◆ TASK ITEM: Word for word, transcribe every line below.

[Stored entries]
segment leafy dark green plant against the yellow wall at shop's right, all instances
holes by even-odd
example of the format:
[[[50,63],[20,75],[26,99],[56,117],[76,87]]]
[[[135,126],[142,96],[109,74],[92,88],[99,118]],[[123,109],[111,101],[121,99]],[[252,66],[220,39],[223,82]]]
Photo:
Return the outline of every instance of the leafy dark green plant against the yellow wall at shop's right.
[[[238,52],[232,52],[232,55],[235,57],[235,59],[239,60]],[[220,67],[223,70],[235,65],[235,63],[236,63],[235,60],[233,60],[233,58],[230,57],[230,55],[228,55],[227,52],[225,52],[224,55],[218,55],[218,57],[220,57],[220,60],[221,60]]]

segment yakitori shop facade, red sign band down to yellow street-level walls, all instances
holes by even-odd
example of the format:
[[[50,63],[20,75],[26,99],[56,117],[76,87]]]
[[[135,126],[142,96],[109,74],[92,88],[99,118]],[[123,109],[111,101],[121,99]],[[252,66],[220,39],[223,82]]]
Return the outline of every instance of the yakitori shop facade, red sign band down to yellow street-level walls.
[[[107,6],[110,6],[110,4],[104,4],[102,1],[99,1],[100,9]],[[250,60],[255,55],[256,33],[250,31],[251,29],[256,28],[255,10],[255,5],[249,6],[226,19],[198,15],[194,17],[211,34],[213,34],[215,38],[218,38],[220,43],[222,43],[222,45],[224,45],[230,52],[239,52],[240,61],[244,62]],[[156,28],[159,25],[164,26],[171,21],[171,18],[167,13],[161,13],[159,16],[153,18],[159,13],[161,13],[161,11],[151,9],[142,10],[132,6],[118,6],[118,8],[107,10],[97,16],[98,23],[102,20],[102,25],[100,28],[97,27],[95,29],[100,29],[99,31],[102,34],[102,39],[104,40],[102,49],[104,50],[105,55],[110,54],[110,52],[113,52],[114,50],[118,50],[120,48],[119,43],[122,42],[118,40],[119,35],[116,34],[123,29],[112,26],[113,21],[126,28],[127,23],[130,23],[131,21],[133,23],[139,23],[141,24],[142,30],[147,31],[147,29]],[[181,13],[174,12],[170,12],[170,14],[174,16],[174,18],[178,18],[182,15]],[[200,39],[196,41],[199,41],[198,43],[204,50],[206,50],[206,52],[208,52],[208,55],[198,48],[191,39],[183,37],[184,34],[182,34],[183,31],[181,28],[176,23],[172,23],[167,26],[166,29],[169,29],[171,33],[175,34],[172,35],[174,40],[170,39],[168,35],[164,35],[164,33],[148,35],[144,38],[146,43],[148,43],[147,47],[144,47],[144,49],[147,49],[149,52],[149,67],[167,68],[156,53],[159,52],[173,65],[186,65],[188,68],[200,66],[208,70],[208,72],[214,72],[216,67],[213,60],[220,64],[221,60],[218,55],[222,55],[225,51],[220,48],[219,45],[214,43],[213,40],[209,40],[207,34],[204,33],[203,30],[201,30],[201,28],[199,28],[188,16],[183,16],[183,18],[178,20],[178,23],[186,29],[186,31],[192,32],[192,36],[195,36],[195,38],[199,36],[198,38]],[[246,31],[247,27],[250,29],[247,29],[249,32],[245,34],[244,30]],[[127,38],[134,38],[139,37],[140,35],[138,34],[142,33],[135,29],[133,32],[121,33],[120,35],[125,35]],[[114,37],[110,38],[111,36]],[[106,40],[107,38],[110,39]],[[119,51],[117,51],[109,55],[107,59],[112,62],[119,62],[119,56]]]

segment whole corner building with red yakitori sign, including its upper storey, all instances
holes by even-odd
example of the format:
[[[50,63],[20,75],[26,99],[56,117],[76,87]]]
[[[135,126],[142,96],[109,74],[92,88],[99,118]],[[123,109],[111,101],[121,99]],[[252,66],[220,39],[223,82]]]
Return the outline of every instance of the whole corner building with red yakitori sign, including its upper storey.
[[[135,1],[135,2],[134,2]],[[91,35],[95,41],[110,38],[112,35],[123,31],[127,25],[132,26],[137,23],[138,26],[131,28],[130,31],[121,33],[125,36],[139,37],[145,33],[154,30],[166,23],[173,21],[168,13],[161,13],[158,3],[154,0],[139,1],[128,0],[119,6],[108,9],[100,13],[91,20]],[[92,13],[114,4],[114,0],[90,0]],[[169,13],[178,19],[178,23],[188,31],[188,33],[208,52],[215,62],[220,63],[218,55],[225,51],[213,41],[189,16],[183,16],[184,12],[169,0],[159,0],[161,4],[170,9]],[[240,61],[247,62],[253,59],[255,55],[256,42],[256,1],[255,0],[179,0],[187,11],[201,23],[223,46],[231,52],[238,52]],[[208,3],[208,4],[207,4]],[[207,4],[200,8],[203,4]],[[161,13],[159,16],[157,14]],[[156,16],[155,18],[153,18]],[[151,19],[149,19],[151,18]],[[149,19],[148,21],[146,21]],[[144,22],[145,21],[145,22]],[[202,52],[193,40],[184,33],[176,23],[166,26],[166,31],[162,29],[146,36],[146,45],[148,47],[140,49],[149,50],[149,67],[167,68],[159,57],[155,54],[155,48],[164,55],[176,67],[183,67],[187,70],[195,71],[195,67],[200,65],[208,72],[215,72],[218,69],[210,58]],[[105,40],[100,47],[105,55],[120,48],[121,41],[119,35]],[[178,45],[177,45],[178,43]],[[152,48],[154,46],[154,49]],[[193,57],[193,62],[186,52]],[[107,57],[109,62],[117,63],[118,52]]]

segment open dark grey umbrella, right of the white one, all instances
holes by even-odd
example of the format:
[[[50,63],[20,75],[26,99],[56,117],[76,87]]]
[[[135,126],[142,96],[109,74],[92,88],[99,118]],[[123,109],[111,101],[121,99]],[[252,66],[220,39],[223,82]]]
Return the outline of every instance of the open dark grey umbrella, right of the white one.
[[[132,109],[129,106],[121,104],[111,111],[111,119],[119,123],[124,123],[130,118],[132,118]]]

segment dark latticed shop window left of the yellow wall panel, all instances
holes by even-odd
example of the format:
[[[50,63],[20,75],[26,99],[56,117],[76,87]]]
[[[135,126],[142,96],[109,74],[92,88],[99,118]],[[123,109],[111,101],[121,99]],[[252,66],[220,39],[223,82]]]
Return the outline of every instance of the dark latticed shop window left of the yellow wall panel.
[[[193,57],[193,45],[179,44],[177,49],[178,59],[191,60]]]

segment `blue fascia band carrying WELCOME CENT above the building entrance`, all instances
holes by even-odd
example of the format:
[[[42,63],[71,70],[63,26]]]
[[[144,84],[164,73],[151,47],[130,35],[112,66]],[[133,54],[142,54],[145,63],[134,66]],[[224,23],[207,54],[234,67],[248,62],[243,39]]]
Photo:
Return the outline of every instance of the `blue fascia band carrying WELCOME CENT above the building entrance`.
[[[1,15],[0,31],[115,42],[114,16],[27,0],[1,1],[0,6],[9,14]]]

◆ THE ANSWER:
segment leafy dark green plant against the yellow wall at shop's right, all instances
holes by even-odd
example of the format:
[[[50,63],[20,75],[26,99],[56,117],[76,87]]]
[[[135,126],[142,96],[109,74],[92,88],[99,118]],[[123,109],[111,101],[121,99]],[[252,66],[220,39],[223,82]]]
Photo:
Return the outline of every instance of the leafy dark green plant against the yellow wall at shop's right.
[[[238,52],[232,52],[232,55],[235,57],[235,59],[239,60]],[[220,67],[223,70],[235,65],[235,63],[236,63],[235,60],[233,60],[233,58],[230,57],[230,55],[228,55],[227,52],[225,52],[224,55],[218,55],[218,57],[220,57],[220,60],[221,60]]]

segment yakitori shop facade, red sign band down to yellow street-level walls, all instances
holes by even-odd
example of the format:
[[[50,63],[20,75],[26,99],[56,117],[76,87]]]
[[[135,126],[142,96],[109,74],[92,88],[99,118]],[[123,109],[111,101],[121,99]],[[252,66],[220,39],[223,82]]]
Return the outline of every instance of the yakitori shop facade, red sign band down to yellow street-level walls.
[[[107,6],[110,6],[110,4],[104,4],[102,1],[99,1],[100,9]],[[250,60],[255,55],[256,33],[250,31],[251,29],[256,28],[255,10],[255,5],[249,6],[226,19],[198,15],[194,17],[211,34],[213,34],[215,38],[218,38],[220,43],[222,43],[222,45],[224,45],[230,52],[239,52],[240,61],[244,62]],[[156,28],[159,25],[164,26],[171,21],[171,18],[167,13],[161,13],[159,16],[153,18],[159,13],[161,13],[161,11],[151,9],[142,10],[132,6],[118,6],[118,8],[107,10],[97,16],[98,23],[102,20],[102,25],[100,28],[97,27],[95,29],[100,29],[99,31],[102,34],[102,39],[104,40],[102,49],[104,50],[105,55],[110,54],[110,52],[113,52],[114,50],[118,50],[120,48],[119,43],[122,42],[118,40],[119,35],[116,34],[123,29],[112,26],[113,21],[126,28],[127,23],[130,23],[131,21],[133,23],[139,23],[141,24],[142,30],[147,31],[147,29]],[[181,13],[174,12],[170,12],[170,14],[174,16],[174,18],[178,18],[182,15]],[[200,39],[196,41],[199,41],[198,43],[204,50],[206,50],[206,52],[208,52],[208,55],[198,48],[191,39],[183,37],[184,34],[182,34],[183,31],[181,28],[176,23],[172,23],[167,26],[166,29],[169,29],[171,33],[175,34],[172,35],[174,40],[170,39],[168,35],[164,35],[164,33],[148,35],[144,38],[146,43],[148,43],[147,47],[144,47],[144,49],[147,49],[149,52],[149,67],[167,68],[156,53],[159,52],[173,65],[186,65],[188,68],[200,66],[208,70],[208,72],[214,72],[216,67],[213,60],[220,64],[221,60],[218,55],[222,55],[225,51],[220,48],[219,45],[214,43],[213,40],[209,40],[207,34],[204,33],[203,30],[201,30],[201,28],[199,28],[188,16],[183,16],[183,18],[178,20],[178,23],[186,29],[186,31],[192,32],[192,36],[195,36],[195,38],[199,36],[198,38]],[[246,31],[247,27],[250,29],[247,29],[249,32],[245,34],[244,30]],[[127,38],[134,38],[139,37],[140,35],[138,34],[142,33],[135,29],[133,32],[121,33],[120,35],[125,35]],[[114,37],[110,38],[111,36]],[[106,40],[107,38],[110,39]],[[119,51],[117,51],[109,55],[107,59],[112,62],[119,62],[119,56]]]

segment whole corner building with red yakitori sign, including its upper storey, all instances
holes by even-odd
example of the format:
[[[50,63],[20,75],[26,99],[56,117],[76,87]]]
[[[135,126],[142,96],[109,74],[92,88],[99,118]],[[123,109],[111,101],[121,99]],[[252,66],[220,39],[223,82]]]
Return the outline of every instance of the whole corner building with red yakitori sign, including its upper storey.
[[[135,1],[135,2],[134,2]],[[91,35],[95,41],[110,38],[112,35],[123,31],[127,25],[132,26],[137,23],[138,26],[131,28],[130,31],[121,33],[125,36],[139,37],[145,33],[154,30],[166,23],[173,21],[168,13],[161,13],[158,3],[154,0],[139,1],[128,0],[119,6],[108,9],[100,13],[91,20]],[[92,13],[114,4],[114,0],[90,0]],[[169,13],[178,19],[178,23],[188,31],[188,33],[208,52],[215,62],[220,63],[218,55],[225,51],[213,41],[189,16],[183,16],[184,12],[169,0],[159,0],[161,4],[170,9]],[[240,61],[247,62],[253,59],[255,55],[256,42],[256,1],[255,0],[179,0],[187,11],[201,23],[223,46],[231,52],[238,52]],[[208,3],[208,4],[207,4]],[[207,4],[200,8],[203,4]],[[161,13],[159,16],[157,14]],[[156,16],[155,18],[153,18]],[[151,19],[149,19],[151,18]],[[149,19],[148,21],[146,21]],[[144,22],[145,21],[145,22]],[[202,52],[193,40],[184,33],[176,23],[166,26],[166,31],[162,29],[146,36],[146,45],[148,47],[140,49],[149,50],[149,67],[167,68],[159,57],[155,54],[155,48],[164,55],[176,67],[183,67],[187,70],[195,71],[195,67],[200,65],[208,72],[215,72],[218,69],[210,58]],[[105,40],[100,47],[105,55],[120,48],[121,41],[119,35]],[[178,45],[177,45],[178,43]],[[152,48],[154,46],[154,49]],[[193,57],[193,62],[186,52]],[[107,57],[109,62],[117,63],[118,52]]]

segment open dark grey umbrella, right of the white one, all instances
holes by even-odd
example of the format:
[[[50,63],[20,75],[26,99],[56,117],[76,87]]]
[[[135,126],[142,96],[109,74],[92,88],[99,118]],[[123,109],[111,101],[121,99]],[[252,66],[220,39],[223,82]]]
Return the outline of every instance of the open dark grey umbrella, right of the white one.
[[[132,109],[129,106],[121,104],[111,111],[111,119],[119,123],[124,123],[130,118],[132,118]]]

segment dark latticed shop window left of the yellow wall panel, all instances
holes by even-odd
example of the format:
[[[50,63],[20,75],[26,99],[56,117],[76,87]]]
[[[135,126],[142,96],[109,74],[92,88],[99,118]],[[123,109],[111,101],[121,99]],[[252,66],[220,39],[223,82]]]
Return the outline of every instance of the dark latticed shop window left of the yellow wall panel.
[[[193,57],[193,45],[179,44],[177,49],[178,59],[191,60]]]

segment `blue fascia band carrying WELCOME CENT above the building entrance`, all instances
holes by even-odd
example of the format:
[[[42,63],[71,70],[63,26]]]
[[[144,84],[164,73],[151,47],[130,35],[112,66]],[[133,54],[142,54],[145,63],[134,66]],[[224,23],[207,54],[234,67],[248,62],[243,39]]]
Photo:
Return the outline of every instance of the `blue fascia band carrying WELCOME CENT above the building entrance`.
[[[1,15],[0,31],[115,42],[114,16],[27,0],[1,1],[0,6],[9,14]]]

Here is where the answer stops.